(Exercise requirements): Everything from the line containing "box: [43, 296, 57, 313]" through the line containing "negative clicks: (623, 258)" should be repeated exactly, and nothing else from the data.
--------------------
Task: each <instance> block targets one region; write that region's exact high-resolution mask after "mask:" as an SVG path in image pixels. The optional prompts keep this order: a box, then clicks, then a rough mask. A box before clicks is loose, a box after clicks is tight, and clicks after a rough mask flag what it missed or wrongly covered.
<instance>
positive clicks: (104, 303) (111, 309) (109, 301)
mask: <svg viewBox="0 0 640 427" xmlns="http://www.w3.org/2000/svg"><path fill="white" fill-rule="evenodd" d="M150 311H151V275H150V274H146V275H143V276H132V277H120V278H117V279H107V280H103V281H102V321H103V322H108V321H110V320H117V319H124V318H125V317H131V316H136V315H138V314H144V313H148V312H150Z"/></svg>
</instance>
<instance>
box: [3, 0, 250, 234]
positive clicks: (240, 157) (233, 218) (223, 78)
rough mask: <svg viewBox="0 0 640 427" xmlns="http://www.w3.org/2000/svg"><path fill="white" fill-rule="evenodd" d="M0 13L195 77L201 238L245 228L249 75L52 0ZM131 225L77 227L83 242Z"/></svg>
--------------------
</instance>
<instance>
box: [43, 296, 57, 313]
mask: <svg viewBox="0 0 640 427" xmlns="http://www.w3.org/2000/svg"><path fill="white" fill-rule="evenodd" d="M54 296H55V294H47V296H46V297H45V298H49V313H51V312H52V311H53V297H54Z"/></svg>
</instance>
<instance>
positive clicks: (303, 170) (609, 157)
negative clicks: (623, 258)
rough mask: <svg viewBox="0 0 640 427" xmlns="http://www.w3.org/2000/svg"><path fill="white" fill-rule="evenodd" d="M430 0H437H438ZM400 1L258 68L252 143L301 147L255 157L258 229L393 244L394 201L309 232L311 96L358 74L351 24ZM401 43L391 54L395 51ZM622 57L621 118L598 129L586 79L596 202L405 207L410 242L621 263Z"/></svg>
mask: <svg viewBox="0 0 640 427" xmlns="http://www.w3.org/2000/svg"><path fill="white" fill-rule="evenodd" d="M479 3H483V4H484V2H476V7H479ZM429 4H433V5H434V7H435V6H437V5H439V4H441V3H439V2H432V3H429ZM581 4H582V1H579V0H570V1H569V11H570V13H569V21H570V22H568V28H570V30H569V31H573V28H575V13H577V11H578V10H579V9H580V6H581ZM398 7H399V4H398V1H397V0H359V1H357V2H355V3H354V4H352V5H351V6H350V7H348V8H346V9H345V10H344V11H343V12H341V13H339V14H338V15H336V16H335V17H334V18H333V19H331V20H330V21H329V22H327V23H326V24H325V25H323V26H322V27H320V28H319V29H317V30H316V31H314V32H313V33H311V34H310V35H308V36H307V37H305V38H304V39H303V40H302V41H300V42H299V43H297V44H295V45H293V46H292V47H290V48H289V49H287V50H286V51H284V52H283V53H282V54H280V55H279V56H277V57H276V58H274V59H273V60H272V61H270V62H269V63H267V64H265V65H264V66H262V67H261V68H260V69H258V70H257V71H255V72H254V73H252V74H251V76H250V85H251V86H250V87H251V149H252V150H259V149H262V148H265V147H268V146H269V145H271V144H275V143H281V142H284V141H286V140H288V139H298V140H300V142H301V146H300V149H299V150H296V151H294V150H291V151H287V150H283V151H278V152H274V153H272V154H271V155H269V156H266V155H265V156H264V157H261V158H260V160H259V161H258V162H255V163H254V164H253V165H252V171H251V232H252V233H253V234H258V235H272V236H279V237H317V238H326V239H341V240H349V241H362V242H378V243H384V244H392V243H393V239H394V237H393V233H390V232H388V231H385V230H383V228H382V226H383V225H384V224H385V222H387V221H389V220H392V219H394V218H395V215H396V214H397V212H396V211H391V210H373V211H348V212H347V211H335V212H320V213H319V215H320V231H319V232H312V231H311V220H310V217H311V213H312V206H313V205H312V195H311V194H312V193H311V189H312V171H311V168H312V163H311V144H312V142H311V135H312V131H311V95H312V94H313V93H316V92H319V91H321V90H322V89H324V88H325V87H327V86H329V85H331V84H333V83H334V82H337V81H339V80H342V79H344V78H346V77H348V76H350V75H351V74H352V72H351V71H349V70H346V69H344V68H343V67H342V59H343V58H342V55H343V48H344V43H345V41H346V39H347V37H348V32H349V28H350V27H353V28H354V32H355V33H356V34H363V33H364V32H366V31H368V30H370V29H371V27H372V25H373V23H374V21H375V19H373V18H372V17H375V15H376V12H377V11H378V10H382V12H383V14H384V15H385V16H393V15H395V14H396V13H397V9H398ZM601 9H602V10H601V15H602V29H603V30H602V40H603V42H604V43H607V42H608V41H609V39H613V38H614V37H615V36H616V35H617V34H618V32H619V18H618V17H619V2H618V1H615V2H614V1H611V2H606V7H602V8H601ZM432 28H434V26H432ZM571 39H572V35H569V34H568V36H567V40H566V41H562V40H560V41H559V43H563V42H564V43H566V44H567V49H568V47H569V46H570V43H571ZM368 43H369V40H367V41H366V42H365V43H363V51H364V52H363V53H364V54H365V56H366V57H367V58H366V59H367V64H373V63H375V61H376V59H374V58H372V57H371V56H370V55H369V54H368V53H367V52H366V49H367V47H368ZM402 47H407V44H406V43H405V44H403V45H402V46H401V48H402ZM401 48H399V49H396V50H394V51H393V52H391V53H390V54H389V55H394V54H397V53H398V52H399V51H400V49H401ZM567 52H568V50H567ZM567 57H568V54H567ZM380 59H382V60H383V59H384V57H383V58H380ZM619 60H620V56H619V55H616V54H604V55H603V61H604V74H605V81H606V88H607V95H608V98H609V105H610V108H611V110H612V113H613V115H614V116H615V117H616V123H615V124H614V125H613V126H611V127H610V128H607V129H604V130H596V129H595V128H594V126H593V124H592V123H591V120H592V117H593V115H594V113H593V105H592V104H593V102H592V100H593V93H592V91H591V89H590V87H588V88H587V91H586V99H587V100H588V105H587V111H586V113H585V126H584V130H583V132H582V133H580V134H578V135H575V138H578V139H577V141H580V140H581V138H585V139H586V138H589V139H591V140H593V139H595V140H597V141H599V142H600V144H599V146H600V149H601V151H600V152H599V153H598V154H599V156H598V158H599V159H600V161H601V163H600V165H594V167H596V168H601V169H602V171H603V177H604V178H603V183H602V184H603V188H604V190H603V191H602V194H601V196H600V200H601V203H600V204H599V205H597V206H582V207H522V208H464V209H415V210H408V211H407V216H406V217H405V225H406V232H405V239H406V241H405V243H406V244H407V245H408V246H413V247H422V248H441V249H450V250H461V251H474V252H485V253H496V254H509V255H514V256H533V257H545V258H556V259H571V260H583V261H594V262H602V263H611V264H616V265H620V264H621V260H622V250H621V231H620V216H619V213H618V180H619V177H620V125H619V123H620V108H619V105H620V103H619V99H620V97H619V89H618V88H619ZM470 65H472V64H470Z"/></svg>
--------------------
(The answer):
box: [43, 296, 57, 313]
mask: <svg viewBox="0 0 640 427" xmlns="http://www.w3.org/2000/svg"><path fill="white" fill-rule="evenodd" d="M54 296H55V294H47V296H46V297H45V298H49V313H51V312H52V311H53V297H54Z"/></svg>
</instance>
<instance>
positive clicks: (303, 170) (609, 157)
negative clicks: (623, 258)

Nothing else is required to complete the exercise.